• Da svolgere
1. Nella sentenza del TAR del Veneto, elenca tutti gli avvocati che rappresentano e difendono il Codacons.
2. Prendi il passo della sentenza del TAR del Veneto che comincia con "Infine, la Giunta" e prosegue fino a "di detto principio.". Riscrivilo scambiando "principio" con "criterio" ogni volta che compare.
3. Scrivi il seguito della sentenza del TAR del Veneto, a partire dall'ultima frase riportata.

• Testo scelto

Ric.
n.973/00
Sent. n. 1120/2000
REPUBBLICA
ITALIANA
IN
NOME DEL POPOLO ITALIANO
Il Tribunale
Amministrativo Regionale per il Veneto, sezione terza, costituito da:
Umberto Zuballi
- Presidente, relatore
Italo Franco -
Consigliere
Marco Buricelli
- Consigliere
ha pronunciato la
seguente
SENTENZA
sul ricorso n.
973/00 della Telecom Italia Mobile spa
, rappresentata
e difesa
dagli
avvocati
Giuseppe De Vergottini, Alfredo Bianchini e Cesare Caturani, con elezione di
domicilio presso il secondo, in Venezia, piazzale Roma n. 464
,
come da mandato a margine del ricorso;
CONTRO
il Comune di
Venezia
,
in persona del Sindaco
pro tempore, rappresentato
e difeso
dagli
avvocati
Giulio Gidoni e Marilena Morino e domiciliato presso l’Avvocatura civica, in
Venezia, San Marco 4091;
e
con l’intervento ad opponendum
del Codacons,
Coordinamento delle associazioni per la difesa dell’ambiente e la tutela dei
diritti degli utenti e dei consumatori, rappresentato e difeso dagli avvocati
Mario Marconi, Marco Orlando, Francesco Vettori e Francesco Maria D’Elia e
domiciliato presso l’ultimo, in Venezia, piazza San Marco 1470;
per
l'annullamento
della
deliberazione della Giunta comunale di Venezia n. 127 datata 20 gennaio 2000;
Visto il ricorso,
notificato il 24 marzo 2000
e depositato presso la Segreteria il 4 aprile 2000
con i relativi allegati;
Visto l'atto di
costituzione in giudizio del Comune di Venezia
,
depositato il 17 aprile 2000
;
Visto l’atto di
intervento ad opponendum del Codacons, depositato l’11 maggio 2000;
Viste le memorie
prodotte dalle parti;
Visti gli atti
tutti della causa;
Uditi
,
alla pubblica udienza del 24 maggio 2000
- relatore il Presidente Umberto Zuballi – gli avvocati Bianchini e De
Vergottini per la parte ricorrente, Gidoni per il Comune e D’Elia per
l’interveniente;
Ritenuto e
considerato in fatto e in diritto quanto segue:
FATTO
La ditta ricorrente fa presente
che la Giunta comunale, con la precedente delibera n. 1593 del 21 ottobre 1999,
aveva deciso di subordinare il rilascio di concessioni edilizie per
l’installazione di impianti di telefonia radiomobile all’acquisizione di
pareri favorevoli dell’ISPELS e della AUSL n. 12 di Venezia; detta delibera
non venne impugnata in quanto considerata non lesiva.
Infine, la Giunta
comunale ha adottato la deliberazione n. 127 del 20 gennaio 2000, impugnata in
questa sede, nella quale la Giunta stessa, dichiarando di voler applicare il
principio della minimizzazione delle esposizioni, ha affidato all’ISPESL il
compito di verificare il rispetto di detto principio.

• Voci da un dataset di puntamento
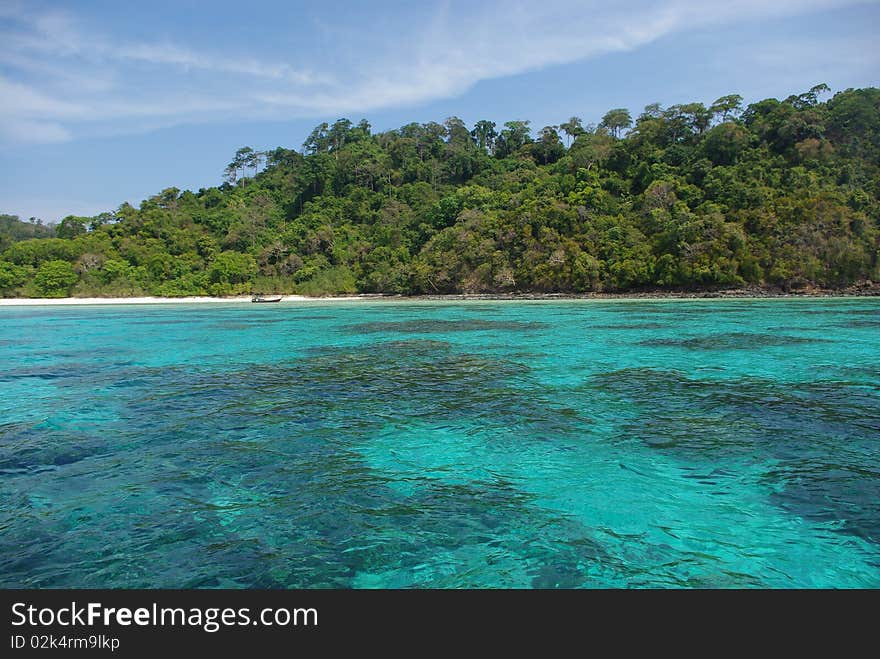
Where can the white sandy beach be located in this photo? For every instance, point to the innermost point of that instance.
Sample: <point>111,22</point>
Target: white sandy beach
<point>27,302</point>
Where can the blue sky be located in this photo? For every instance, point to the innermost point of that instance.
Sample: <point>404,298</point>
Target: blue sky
<point>106,101</point>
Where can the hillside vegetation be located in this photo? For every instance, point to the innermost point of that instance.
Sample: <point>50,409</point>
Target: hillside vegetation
<point>783,193</point>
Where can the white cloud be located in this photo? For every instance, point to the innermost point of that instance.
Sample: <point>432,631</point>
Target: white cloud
<point>64,79</point>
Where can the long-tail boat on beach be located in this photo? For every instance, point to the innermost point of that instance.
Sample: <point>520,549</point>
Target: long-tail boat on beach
<point>258,297</point>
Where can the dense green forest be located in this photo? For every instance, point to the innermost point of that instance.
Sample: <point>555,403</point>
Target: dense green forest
<point>780,193</point>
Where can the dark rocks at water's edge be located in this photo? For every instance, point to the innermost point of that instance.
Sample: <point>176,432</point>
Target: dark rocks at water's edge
<point>861,289</point>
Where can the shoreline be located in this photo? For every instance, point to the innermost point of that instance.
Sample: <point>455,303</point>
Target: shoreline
<point>868,290</point>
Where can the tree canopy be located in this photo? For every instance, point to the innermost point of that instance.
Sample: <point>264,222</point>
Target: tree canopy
<point>782,193</point>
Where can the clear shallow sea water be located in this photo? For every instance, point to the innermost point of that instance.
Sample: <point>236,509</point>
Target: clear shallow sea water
<point>730,443</point>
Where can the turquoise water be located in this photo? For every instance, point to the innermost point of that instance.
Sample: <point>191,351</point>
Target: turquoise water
<point>729,443</point>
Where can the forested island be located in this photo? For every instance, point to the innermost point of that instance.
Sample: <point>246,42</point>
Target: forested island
<point>775,194</point>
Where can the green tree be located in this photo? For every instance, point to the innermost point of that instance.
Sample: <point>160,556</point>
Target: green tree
<point>55,279</point>
<point>616,120</point>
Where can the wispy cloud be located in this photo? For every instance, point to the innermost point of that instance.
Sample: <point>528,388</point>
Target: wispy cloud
<point>63,77</point>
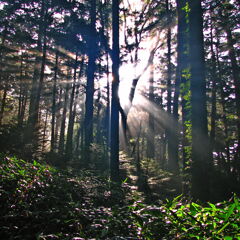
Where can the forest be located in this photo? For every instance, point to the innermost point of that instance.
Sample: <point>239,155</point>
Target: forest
<point>119,119</point>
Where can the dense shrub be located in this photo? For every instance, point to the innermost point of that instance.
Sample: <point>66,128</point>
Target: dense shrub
<point>39,202</point>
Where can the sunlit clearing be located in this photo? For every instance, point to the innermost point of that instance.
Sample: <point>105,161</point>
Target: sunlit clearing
<point>138,119</point>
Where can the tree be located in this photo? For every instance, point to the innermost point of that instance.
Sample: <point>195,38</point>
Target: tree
<point>90,79</point>
<point>200,141</point>
<point>114,162</point>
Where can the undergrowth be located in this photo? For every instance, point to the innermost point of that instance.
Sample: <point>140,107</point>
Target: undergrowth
<point>40,202</point>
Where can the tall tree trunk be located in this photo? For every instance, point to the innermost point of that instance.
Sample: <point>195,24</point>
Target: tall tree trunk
<point>3,104</point>
<point>69,141</point>
<point>90,82</point>
<point>214,79</point>
<point>37,83</point>
<point>63,123</point>
<point>182,77</point>
<point>200,142</point>
<point>53,141</point>
<point>44,132</point>
<point>236,79</point>
<point>114,163</point>
<point>223,103</point>
<point>151,127</point>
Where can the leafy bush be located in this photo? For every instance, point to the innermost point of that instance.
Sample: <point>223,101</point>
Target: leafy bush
<point>40,202</point>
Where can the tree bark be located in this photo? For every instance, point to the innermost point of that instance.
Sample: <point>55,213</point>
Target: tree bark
<point>53,141</point>
<point>200,142</point>
<point>114,162</point>
<point>90,82</point>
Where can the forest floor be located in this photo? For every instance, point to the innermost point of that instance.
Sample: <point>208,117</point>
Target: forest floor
<point>39,202</point>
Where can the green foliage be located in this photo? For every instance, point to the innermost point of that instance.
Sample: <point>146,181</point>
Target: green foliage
<point>40,202</point>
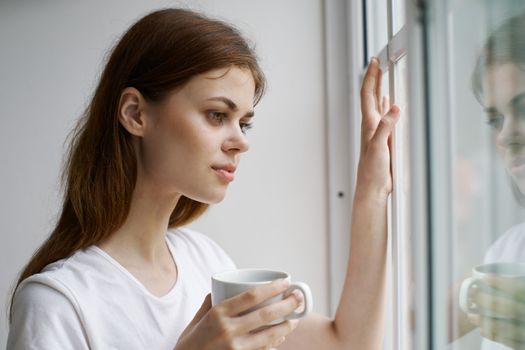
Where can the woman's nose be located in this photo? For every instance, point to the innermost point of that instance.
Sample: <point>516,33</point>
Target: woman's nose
<point>236,141</point>
<point>512,132</point>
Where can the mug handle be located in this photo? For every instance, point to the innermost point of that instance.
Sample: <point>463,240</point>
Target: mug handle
<point>308,302</point>
<point>465,293</point>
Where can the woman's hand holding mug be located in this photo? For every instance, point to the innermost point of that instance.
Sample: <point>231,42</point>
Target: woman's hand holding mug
<point>259,315</point>
<point>494,299</point>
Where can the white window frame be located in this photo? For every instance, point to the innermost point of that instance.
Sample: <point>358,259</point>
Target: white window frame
<point>345,62</point>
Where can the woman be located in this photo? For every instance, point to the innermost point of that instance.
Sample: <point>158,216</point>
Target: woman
<point>159,142</point>
<point>499,85</point>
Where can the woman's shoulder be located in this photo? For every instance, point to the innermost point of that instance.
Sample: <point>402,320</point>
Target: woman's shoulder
<point>510,247</point>
<point>64,275</point>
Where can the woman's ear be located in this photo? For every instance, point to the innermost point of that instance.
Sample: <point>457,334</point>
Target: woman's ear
<point>131,111</point>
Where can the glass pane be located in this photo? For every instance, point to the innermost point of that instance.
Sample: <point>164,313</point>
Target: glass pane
<point>477,174</point>
<point>401,199</point>
<point>376,26</point>
<point>399,11</point>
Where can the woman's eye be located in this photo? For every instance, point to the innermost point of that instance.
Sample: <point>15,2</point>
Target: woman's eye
<point>245,127</point>
<point>217,117</point>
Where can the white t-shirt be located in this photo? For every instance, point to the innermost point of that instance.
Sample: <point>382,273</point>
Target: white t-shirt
<point>90,301</point>
<point>510,247</point>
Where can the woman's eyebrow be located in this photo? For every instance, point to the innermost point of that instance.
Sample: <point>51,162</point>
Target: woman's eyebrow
<point>231,105</point>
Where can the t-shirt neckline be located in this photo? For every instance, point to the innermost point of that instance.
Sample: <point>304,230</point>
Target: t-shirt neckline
<point>174,289</point>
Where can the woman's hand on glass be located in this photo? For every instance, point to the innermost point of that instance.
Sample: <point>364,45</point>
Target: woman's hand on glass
<point>227,326</point>
<point>501,308</point>
<point>374,175</point>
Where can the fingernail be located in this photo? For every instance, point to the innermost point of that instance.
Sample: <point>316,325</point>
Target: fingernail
<point>283,282</point>
<point>295,323</point>
<point>298,295</point>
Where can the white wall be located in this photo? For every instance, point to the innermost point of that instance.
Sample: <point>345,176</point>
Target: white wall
<point>275,214</point>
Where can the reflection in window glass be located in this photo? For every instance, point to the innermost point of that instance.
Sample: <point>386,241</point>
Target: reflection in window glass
<point>477,135</point>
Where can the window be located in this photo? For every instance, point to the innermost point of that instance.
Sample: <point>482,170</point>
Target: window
<point>461,198</point>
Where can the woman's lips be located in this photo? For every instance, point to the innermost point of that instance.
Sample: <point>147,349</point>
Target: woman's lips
<point>517,167</point>
<point>224,174</point>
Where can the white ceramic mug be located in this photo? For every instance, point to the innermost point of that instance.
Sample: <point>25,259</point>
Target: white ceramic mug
<point>472,285</point>
<point>231,283</point>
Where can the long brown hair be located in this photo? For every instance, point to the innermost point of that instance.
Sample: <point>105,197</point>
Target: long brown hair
<point>506,44</point>
<point>159,53</point>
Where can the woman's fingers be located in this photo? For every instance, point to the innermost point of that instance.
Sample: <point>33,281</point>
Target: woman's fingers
<point>255,296</point>
<point>514,287</point>
<point>386,125</point>
<point>385,104</point>
<point>263,316</point>
<point>268,336</point>
<point>491,305</point>
<point>495,328</point>
<point>370,104</point>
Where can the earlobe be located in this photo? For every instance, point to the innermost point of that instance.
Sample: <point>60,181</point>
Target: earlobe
<point>131,111</point>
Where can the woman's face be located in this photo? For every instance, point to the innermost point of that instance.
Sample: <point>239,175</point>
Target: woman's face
<point>504,101</point>
<point>196,136</point>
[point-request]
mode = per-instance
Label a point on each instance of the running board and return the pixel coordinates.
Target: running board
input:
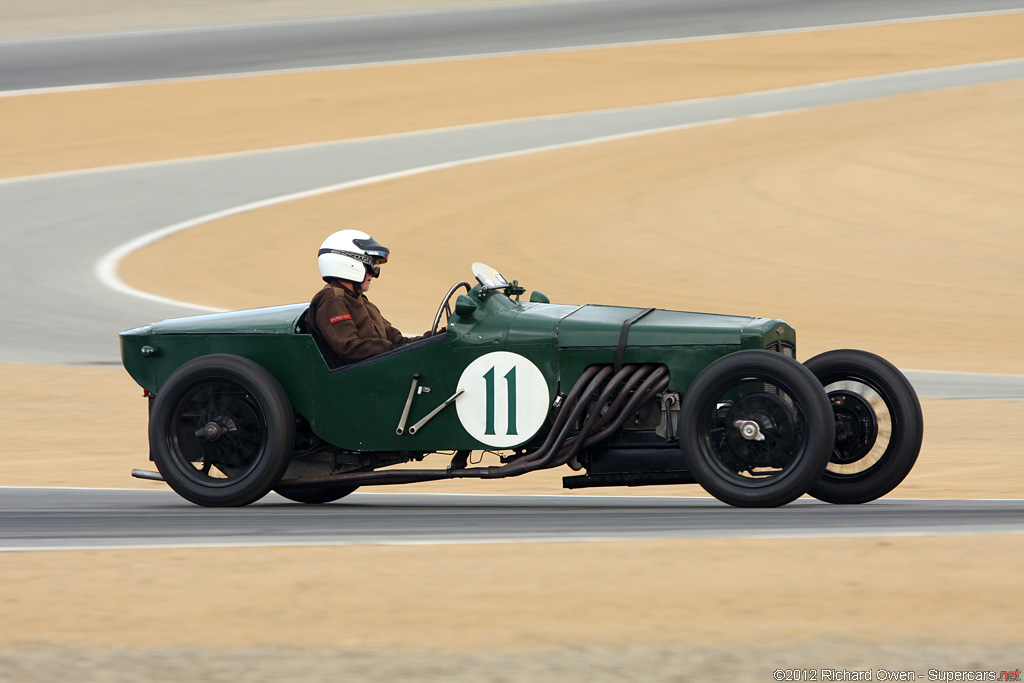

• Risposte ai compiti
1. Mario Marconi, Marco Orlando, Francesco Vettori e Francesco Maria D'Elia.

2.
Infine, la Giunta
comunale ha adottato la deliberazione n. 127 del 20 gennaio 2000, impugnata in
questa sede, nella quale la Giunta stessa, dichiarando di voler applicare il
criterio della minimizzazione delle esposizioni, ha affidato all’ISPESL il
compito di verificare il rispetto di detto criterio.

3.
A sua volta, il
parere dell’ISPESL del 18 gennaio 2000, facente parte integrante
dell’impugnata delibera, indica come obiettivo per le zone abitate il livello
di esposizione ai campi elettromagnetici di 0,5 V/m, il che risulta più
restrittivo rispetto ai 6 V/m previsti dall’articolo 4, 2° comma, del decreto
interministeriale 10 settembre 1998 n. 381.
La ditta
ricorrente riassume poi la normativa vigente, ed in particolare il decreto
interministeriale 10 settembre 1998 n. 381, che ha fissato limiti di emissione
estremamente restrittivi a comparazione con il resto del mondo.
La ricorrente
Telecom, dopo avere spiegato che il Comune di Venezia applica la delibera n. 127
anche ai procedimenti concessori non ancora conclusi, illustra i seguenti motivi
di diritto:
1.
Violazione e falsa applicazione degli articoli 1, 6° comma della legge
249/97, 1, 4° comma, lettera c) legge 59/97; 83, 1° comma, 112, 115 lettera b)
del decreto legislativo 112 del 1998 e del decreto interministeriale 10
settembre 1998 n. 381, incompetenza assoluta.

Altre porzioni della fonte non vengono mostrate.